**PROBLEM STATEMENT**
All lines of the material should be given again exactly.

**PROVIDED INFORMATION**
● ● ● ● ●
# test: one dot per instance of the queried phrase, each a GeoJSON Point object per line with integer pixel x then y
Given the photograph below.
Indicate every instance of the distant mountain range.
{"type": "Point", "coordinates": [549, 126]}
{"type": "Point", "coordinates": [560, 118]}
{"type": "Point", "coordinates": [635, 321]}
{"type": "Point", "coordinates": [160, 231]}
● ● ● ● ●
**THE COMPLETED TASK**
# test: one dot per instance of the queried phrase, each a GeoJSON Point object per line with integer pixel x then y
Given the photograph below.
Indicate every instance of the distant mountain range.
{"type": "Point", "coordinates": [549, 126]}
{"type": "Point", "coordinates": [560, 118]}
{"type": "Point", "coordinates": [635, 321]}
{"type": "Point", "coordinates": [160, 231]}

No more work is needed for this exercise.